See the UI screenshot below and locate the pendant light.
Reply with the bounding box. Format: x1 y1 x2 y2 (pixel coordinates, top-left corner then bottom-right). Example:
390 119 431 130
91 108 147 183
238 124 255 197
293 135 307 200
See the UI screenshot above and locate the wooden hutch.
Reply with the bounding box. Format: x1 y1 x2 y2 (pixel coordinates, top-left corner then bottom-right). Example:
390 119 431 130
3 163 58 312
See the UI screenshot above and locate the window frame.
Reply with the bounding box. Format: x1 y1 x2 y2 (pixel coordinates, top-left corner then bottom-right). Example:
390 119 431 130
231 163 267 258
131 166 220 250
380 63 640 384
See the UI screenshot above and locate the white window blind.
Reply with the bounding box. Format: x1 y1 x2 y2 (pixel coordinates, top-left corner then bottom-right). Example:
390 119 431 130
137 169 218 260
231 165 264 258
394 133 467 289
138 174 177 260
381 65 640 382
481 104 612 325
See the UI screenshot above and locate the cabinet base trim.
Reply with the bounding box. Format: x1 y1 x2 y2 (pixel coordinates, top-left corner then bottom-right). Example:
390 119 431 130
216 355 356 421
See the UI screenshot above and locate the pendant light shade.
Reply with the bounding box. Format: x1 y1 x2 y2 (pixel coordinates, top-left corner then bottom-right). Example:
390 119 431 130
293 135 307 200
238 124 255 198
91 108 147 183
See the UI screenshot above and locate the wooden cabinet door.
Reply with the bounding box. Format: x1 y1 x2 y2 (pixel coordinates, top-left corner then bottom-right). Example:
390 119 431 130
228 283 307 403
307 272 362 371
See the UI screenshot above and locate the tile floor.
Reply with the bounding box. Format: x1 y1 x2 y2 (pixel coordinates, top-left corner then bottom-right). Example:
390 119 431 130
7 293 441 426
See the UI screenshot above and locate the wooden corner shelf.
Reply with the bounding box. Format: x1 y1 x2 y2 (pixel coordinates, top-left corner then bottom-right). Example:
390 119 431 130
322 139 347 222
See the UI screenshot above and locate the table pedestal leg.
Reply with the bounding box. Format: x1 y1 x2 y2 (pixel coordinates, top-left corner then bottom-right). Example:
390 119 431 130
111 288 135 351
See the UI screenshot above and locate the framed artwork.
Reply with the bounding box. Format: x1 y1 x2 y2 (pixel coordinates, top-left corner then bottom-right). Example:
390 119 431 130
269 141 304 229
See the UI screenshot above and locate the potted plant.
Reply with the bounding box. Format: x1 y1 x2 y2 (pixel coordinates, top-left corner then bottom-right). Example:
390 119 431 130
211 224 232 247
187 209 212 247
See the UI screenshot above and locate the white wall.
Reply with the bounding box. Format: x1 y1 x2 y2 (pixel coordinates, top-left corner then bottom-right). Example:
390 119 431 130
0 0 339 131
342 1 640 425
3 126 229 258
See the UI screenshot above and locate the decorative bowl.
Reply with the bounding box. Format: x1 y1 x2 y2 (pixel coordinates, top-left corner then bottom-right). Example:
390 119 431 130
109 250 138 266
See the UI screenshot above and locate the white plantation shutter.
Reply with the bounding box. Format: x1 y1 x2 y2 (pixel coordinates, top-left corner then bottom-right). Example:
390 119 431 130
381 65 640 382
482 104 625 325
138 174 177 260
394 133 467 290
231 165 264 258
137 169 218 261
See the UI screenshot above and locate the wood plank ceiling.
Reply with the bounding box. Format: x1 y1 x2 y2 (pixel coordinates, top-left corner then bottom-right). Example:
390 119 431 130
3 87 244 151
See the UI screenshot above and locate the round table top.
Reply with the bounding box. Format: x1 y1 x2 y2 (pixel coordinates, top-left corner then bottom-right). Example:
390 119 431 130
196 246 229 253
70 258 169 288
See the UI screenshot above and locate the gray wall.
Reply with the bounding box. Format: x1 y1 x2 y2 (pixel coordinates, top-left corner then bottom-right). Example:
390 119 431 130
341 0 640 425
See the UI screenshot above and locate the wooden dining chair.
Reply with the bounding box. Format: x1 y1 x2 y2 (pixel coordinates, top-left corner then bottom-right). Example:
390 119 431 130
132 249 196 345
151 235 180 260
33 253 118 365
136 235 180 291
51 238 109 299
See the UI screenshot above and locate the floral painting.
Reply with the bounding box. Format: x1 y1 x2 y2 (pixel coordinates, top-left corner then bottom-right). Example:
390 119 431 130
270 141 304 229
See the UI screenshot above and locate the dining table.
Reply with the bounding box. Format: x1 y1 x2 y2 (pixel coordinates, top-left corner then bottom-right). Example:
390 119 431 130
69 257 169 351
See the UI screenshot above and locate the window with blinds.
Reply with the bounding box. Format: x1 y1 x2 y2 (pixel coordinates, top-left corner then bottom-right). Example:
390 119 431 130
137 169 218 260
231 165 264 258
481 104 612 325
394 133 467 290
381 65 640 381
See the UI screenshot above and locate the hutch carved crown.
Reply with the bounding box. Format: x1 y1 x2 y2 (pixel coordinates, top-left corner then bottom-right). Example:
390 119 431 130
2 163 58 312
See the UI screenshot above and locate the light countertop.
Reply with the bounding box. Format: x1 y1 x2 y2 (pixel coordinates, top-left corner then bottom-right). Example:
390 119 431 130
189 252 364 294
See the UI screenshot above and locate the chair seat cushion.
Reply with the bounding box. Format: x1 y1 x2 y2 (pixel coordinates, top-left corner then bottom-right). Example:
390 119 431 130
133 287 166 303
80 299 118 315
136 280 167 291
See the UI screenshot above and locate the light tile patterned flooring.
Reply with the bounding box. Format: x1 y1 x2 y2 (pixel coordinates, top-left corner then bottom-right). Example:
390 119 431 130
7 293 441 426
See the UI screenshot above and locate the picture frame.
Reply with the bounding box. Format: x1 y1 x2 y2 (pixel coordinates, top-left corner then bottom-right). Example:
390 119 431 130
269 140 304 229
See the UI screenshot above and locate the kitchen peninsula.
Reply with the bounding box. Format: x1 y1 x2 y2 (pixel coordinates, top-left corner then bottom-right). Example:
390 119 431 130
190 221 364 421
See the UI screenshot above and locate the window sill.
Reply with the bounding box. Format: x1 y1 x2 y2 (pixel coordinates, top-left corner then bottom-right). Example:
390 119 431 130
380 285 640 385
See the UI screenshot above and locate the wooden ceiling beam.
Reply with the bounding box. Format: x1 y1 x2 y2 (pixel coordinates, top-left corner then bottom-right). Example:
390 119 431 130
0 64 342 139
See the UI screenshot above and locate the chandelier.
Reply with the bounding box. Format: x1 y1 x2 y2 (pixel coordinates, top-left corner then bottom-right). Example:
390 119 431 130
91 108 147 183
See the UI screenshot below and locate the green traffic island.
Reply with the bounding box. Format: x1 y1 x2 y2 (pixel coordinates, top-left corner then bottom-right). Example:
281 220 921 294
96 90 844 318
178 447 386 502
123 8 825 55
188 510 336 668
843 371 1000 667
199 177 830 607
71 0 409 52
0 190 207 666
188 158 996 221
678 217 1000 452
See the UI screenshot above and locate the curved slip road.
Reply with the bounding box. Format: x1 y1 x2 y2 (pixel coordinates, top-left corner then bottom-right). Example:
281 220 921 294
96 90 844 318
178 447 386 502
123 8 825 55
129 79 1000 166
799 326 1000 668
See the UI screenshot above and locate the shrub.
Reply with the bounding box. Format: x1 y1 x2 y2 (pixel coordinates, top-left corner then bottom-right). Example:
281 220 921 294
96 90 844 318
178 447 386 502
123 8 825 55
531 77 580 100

****************************************

## What to do
Please copy every one of the records above word for word, keeping each line and its order unchanged.

## The completed task
See the UI screenshot below and locate the pendant light.
Reply with the bounding box. Format: x1 y1 x2 y2 (pixel coordinates, top-left corner then bottom-right). Example:
390 119 431 130
91 108 147 183
238 124 255 197
293 135 307 200
See the UI screenshot above and locate the wooden hutch.
Reply with the bounding box. Format: x1 y1 x2 y2 (pixel coordinates, top-left corner then bottom-right). Example:
390 119 431 130
3 163 58 312
See the UI screenshot above and locate the window frame.
Reply with the bounding box. Format: x1 y1 x2 y2 (pixel coordinates, top-left corner then bottom-right). Example:
390 119 431 130
231 163 267 258
131 166 220 250
380 63 640 384
See the UI screenshot above and locate the white window blind.
Reply with the bounding box. Format: x1 y1 x2 y2 (pixel coordinates, top-left corner then bottom-right). Example:
390 119 431 130
137 169 218 260
231 165 264 258
394 133 467 289
138 174 177 260
381 65 640 382
481 104 612 325
See the UI screenshot above and locate the cabinet base trim.
Reply with the bounding box. Format: x1 y1 x2 y2 (pixel coordinates, top-left corner then bottom-right). Example:
390 119 431 130
216 355 356 421
See the UI screenshot above and locate the pendant light shade.
Reply with the bounding box. Format: x1 y1 x2 y2 (pixel coordinates, top-left corner then bottom-right). Example:
390 119 431 130
293 135 307 200
238 124 255 198
91 108 147 183
See the UI screenshot above and locate the wooden cabinet door.
Reply with the bounding box. Format: x1 y1 x2 y2 (pixel coordinates, top-left corner then bottom-right). Example:
390 119 431 130
228 283 307 403
307 272 362 371
See the UI screenshot above and locate the tile floor.
Reply with the bounding box. Format: x1 y1 x2 y2 (pixel coordinates, top-left corner then bottom-right). Example:
390 119 431 130
7 293 441 426
See the UI screenshot above and locate the wooden corner shelf.
Reply with the bounding box. Format: x1 y1 x2 y2 (pixel coordinates, top-left corner then bottom-right). Example:
390 119 431 130
322 139 347 222
See the UI screenshot above and locate the table pedestal leg.
Reply with the bounding box. Format: x1 y1 x2 y2 (pixel coordinates, top-left corner then bottom-right). Example:
390 119 431 130
111 288 135 351
See the UI screenshot above and locate the framed artwork.
Reply with the bounding box. Format: x1 y1 x2 y2 (pixel coordinates, top-left corner then bottom-right). Example:
390 119 431 130
269 141 304 229
See the UI screenshot above and locate the potted plant.
Reply with the bounding box. Format: x1 y1 x2 y2 (pixel coordinates, top-left corner then bottom-right). Example:
390 119 431 130
211 224 232 247
187 209 212 247
See the UI screenshot above and locate the white wall.
Reply with the bounding box. Format: x1 y1 x2 y2 (pixel coordinates, top-left corner then bottom-right). Example:
390 119 431 130
0 0 339 131
342 1 640 425
3 126 229 258
See the UI screenshot above and locate the decorative bowl.
Reply with the bounding box. Format: x1 y1 x2 y2 (pixel coordinates, top-left corner then bottom-right). Example:
390 119 431 130
109 250 138 266
See the UI screenshot above and locate the white plantation shutter.
Reply with the bounding box. Format: x1 y1 x2 y2 (pixel coordinates, top-left corner then bottom-right). Example:
390 119 431 130
381 65 640 382
482 104 625 325
138 174 177 260
394 133 467 290
231 165 264 258
137 169 218 261
See the UI screenshot above and locate the wood plank ceiling.
Reply with the bounding box. Format: x1 y1 x2 y2 (pixel coordinates, top-left corner then bottom-right). Example:
390 119 431 130
3 87 244 151
See the UI screenshot above and locate the round table top.
Reply with the bounding box. Format: x1 y1 x2 y2 (pixel coordinates, top-left corner then bottom-right). Example:
390 119 431 130
196 246 229 253
70 258 169 288
See the UI screenshot above and locate the gray wall.
Reply with the bounding box. Format: x1 y1 x2 y2 (pixel coordinates, top-left corner then bottom-right). Example:
390 119 431 130
341 0 640 425
See the UI screenshot above and locate the wooden dining chair.
Reply with the bounding box. Format: x1 y1 x2 y2 (pixel coordinates, top-left corner then bottom-right). Example:
390 119 431 130
132 249 196 345
151 235 180 260
33 253 118 365
136 235 180 291
51 238 109 299
See the UI screenshot above and locate the floral painting.
Reply with the bounding box. Format: x1 y1 x2 y2 (pixel coordinates, top-left corner then bottom-right). Example:
390 119 431 130
270 141 304 229
See the UI screenshot above and locate the dining table.
Reply with the bounding box. Format: x1 y1 x2 y2 (pixel coordinates, top-left corner then bottom-right). Example:
390 119 431 130
69 257 169 351
See the UI screenshot above and locate the window with blinds.
Reply with the bounding box. Format: x1 y1 x2 y2 (pixel coordinates, top-left corner then bottom-right). Example:
390 119 431 130
137 169 218 260
231 165 264 258
481 104 612 325
394 133 467 290
381 65 640 381
See the UI screenshot above and locate the hutch carved crown.
Reply with the bounding box. Format: x1 y1 x2 y2 (pixel coordinates, top-left corner then bottom-right). Example:
390 119 431 130
2 163 58 312
See the UI screenshot above and locate the light countertop.
Reply with the bounding box. Format: x1 y1 x2 y2 (pixel coordinates, top-left corner then bottom-right). Example:
390 119 431 130
189 252 364 294
See the UI screenshot above and locate the chair seat cushion.
Reply with the bounding box. Format: x1 y1 x2 y2 (pixel coordinates, top-left corner then bottom-right). Example:
390 119 431 130
133 287 166 303
80 299 118 315
136 280 167 291
See the UI screenshot above and locate the light tile patterned flooring.
Reply with the bounding box. Format: x1 y1 x2 y2 (pixel coordinates, top-left corner then bottom-right). Example:
390 119 431 130
7 293 441 426
See the UI screenshot above and locate the picture frame.
Reply with the bounding box. Format: x1 y1 x2 y2 (pixel coordinates, top-left corner then bottom-right). Example:
390 119 431 130
269 140 304 229
See the UI screenshot above and locate the kitchen peninsula.
Reply with the bounding box. Format: x1 y1 x2 y2 (pixel coordinates, top-left corner then bottom-right). Example:
390 119 431 130
190 221 364 421
See the UI screenshot above and locate the window sill.
Reply with the bounding box. Format: x1 y1 x2 y2 (pixel coordinates, top-left corner then bottom-right). Example:
390 119 431 130
380 285 640 385
See the UI screenshot above and locate the wooden ceiling beam.
Reply with the bounding box. Format: x1 y1 x2 y2 (pixel coordinates, top-left corner then bottom-right). Example:
390 119 431 130
0 64 342 139
See the UI screenshot above and locate the chandelier.
Reply with the bounding box. Format: x1 y1 x2 y2 (pixel coordinates, top-left corner then bottom-right). Example:
390 119 431 130
91 108 147 183
See the UI screenshot below and locate the green traffic island.
Reply with the bounding box. Format: x1 y1 x2 y2 (pixel coordinates, top-left corner then bottom-right). Example:
281 220 921 294
96 90 844 318
178 447 386 502
123 8 825 55
188 510 336 668
843 371 1000 667
199 177 830 607
71 0 409 52
0 190 207 666
188 158 996 221
678 217 1000 452
See the UI screenshot above and locate the curved slip road.
Reply with the bounding box. Format: x1 y1 x2 y2 (pixel coordinates, top-left corner then bottom-right). Example:
281 220 921 294
96 90 844 318
178 447 386 502
123 8 825 55
129 79 1000 166
799 326 1000 668
See the UI screenshot above and locate the shrub.
Reply with the bounding box. Format: x1 y1 x2 y2 (pixel coordinates, top-left corner then bottom-right). Example:
281 220 921 294
96 90 844 318
178 447 386 502
123 8 825 55
531 77 580 100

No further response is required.